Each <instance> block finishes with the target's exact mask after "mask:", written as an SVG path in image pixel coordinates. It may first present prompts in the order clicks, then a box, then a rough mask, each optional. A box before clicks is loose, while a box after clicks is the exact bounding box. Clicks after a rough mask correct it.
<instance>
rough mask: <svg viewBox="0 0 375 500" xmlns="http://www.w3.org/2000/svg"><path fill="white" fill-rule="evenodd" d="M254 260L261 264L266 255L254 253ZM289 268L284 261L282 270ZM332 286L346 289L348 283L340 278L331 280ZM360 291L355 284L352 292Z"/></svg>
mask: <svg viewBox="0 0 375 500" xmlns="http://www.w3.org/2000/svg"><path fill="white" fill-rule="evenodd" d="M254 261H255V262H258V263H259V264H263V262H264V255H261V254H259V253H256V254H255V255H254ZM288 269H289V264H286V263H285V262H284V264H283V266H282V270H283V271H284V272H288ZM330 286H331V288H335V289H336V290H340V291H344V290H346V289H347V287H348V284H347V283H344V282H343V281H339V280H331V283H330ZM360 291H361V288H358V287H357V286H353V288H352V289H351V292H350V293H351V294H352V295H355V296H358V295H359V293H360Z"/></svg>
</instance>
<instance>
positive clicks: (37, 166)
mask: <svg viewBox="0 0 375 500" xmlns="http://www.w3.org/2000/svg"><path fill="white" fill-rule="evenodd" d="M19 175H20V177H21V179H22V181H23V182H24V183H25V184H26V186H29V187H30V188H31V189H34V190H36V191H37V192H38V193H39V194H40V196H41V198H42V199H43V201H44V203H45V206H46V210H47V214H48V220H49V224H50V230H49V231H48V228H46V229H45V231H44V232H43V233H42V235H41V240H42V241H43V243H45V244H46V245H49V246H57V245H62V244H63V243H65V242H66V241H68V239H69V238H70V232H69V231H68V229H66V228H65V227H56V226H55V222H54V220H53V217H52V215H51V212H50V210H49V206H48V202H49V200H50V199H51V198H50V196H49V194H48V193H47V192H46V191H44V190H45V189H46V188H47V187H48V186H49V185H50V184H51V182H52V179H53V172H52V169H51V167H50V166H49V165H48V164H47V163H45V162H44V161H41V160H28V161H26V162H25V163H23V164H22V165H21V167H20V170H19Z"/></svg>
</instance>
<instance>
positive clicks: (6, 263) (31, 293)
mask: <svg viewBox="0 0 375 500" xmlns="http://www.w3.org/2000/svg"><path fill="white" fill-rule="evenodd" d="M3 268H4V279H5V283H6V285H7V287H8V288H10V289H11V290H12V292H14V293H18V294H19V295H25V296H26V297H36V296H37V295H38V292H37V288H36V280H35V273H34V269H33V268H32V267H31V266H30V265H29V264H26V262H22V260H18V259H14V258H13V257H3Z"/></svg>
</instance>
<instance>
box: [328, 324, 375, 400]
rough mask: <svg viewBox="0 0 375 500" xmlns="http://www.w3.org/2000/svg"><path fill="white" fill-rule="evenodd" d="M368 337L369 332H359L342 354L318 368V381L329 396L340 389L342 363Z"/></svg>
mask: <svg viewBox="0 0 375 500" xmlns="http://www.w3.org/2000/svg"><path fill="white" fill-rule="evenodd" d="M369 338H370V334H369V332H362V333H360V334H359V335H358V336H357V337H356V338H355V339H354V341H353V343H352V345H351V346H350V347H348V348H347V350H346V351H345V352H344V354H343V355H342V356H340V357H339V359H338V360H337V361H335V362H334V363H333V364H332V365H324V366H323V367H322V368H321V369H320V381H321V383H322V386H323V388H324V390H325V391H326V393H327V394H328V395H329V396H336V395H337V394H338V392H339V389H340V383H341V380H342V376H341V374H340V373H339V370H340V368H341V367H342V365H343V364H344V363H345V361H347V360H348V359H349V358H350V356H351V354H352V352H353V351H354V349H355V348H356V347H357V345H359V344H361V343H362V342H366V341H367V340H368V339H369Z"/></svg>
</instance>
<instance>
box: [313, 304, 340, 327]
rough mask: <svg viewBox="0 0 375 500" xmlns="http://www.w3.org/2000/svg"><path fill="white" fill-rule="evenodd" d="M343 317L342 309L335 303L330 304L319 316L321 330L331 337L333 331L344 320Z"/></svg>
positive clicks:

* **TASK DIRECTIONS**
Every line of the data above is to be repeated exactly.

* **WORKED SOLUTION**
Each <instance> block finishes with the target's exact mask after "mask:", written as an SVG path in image pixel coordinates. It may first present prompts in the order clicks, then a box, then a rough mask, each optional. A box before clicks is loose, while a box after clicks is the exact bounding box. Clicks after a rough mask correct it.
<instance>
rough mask: <svg viewBox="0 0 375 500" xmlns="http://www.w3.org/2000/svg"><path fill="white" fill-rule="evenodd" d="M254 260L261 264L266 255L254 253ZM289 268L284 261L282 270ZM332 286L346 289L348 283L340 278L331 280ZM360 291L355 284L352 292Z"/></svg>
mask: <svg viewBox="0 0 375 500" xmlns="http://www.w3.org/2000/svg"><path fill="white" fill-rule="evenodd" d="M254 261H255V262H258V263H259V264H263V262H264V255H261V254H259V253H256V254H255V255H254ZM288 269H289V264H286V263H285V262H284V264H283V266H282V270H283V271H284V272H288ZM330 286H331V288H335V289H336V290H340V291H344V290H346V289H347V287H348V284H347V283H344V282H343V281H339V280H331V283H330ZM360 291H361V288H358V287H357V286H353V288H352V289H351V292H350V293H351V294H352V295H355V296H358V295H359V293H360Z"/></svg>
</instance>
<instance>
positive clicks: (37, 166)
mask: <svg viewBox="0 0 375 500" xmlns="http://www.w3.org/2000/svg"><path fill="white" fill-rule="evenodd" d="M19 175H20V177H21V179H22V181H23V182H24V183H25V184H26V186H29V187H30V188H31V189H34V190H36V191H37V192H38V193H39V194H40V196H41V198H42V199H43V201H44V203H45V206H46V210H47V214H48V220H49V224H50V230H49V231H48V228H46V229H45V231H44V232H43V233H42V235H41V240H42V241H43V243H45V244H46V245H49V246H57V245H62V244H63V243H65V242H66V241H68V239H69V238H70V232H69V231H68V229H66V228H65V227H56V226H55V222H54V220H53V217H52V215H51V212H50V210H49V206H48V202H49V200H50V199H51V198H50V196H49V194H48V193H47V192H46V191H44V190H45V189H46V188H47V187H48V186H49V185H50V184H51V182H52V179H53V172H52V169H51V167H50V166H49V165H48V164H47V163H45V162H44V161H41V160H28V161H26V162H25V163H23V164H22V165H21V167H20V170H19Z"/></svg>
</instance>
<instance>
positive clicks: (6, 263) (31, 293)
mask: <svg viewBox="0 0 375 500" xmlns="http://www.w3.org/2000/svg"><path fill="white" fill-rule="evenodd" d="M3 268H4V279H5V283H6V285H7V287H8V288H10V289H11V290H12V292H14V293H18V294H19V295H25V296H26V297H36V296H37V295H38V292H37V288H36V280H35V273H34V269H33V268H32V267H31V266H30V265H29V264H26V262H22V260H18V259H14V258H13V257H3Z"/></svg>
</instance>
<instance>
box: [328, 324, 375, 400]
rough mask: <svg viewBox="0 0 375 500" xmlns="http://www.w3.org/2000/svg"><path fill="white" fill-rule="evenodd" d="M368 337L369 332H359L342 354L318 368V381L329 396L340 389L342 363Z"/></svg>
mask: <svg viewBox="0 0 375 500" xmlns="http://www.w3.org/2000/svg"><path fill="white" fill-rule="evenodd" d="M369 338H370V334H369V332H362V333H360V334H359V335H358V336H357V337H356V338H355V339H354V341H353V343H352V345H351V346H350V347H348V348H347V350H346V351H345V352H344V354H343V355H342V356H340V357H339V359H338V360H337V361H335V362H334V363H333V364H332V365H324V366H323V367H322V368H321V369H320V381H321V383H322V386H323V388H324V390H325V391H326V393H327V394H328V395H329V396H336V395H337V394H338V392H339V389H340V383H341V380H342V376H341V374H340V373H339V370H340V368H341V367H342V365H343V364H344V363H345V361H347V360H348V359H349V358H350V356H351V354H352V352H353V351H354V349H355V348H356V347H357V345H359V344H361V343H362V342H366V341H367V340H368V339H369Z"/></svg>
</instance>
<instance>
box: [313, 304, 340, 327]
rough mask: <svg viewBox="0 0 375 500" xmlns="http://www.w3.org/2000/svg"><path fill="white" fill-rule="evenodd" d="M343 317L342 309L335 303L330 304L319 316L321 330L331 337L333 331L344 320Z"/></svg>
positive clicks:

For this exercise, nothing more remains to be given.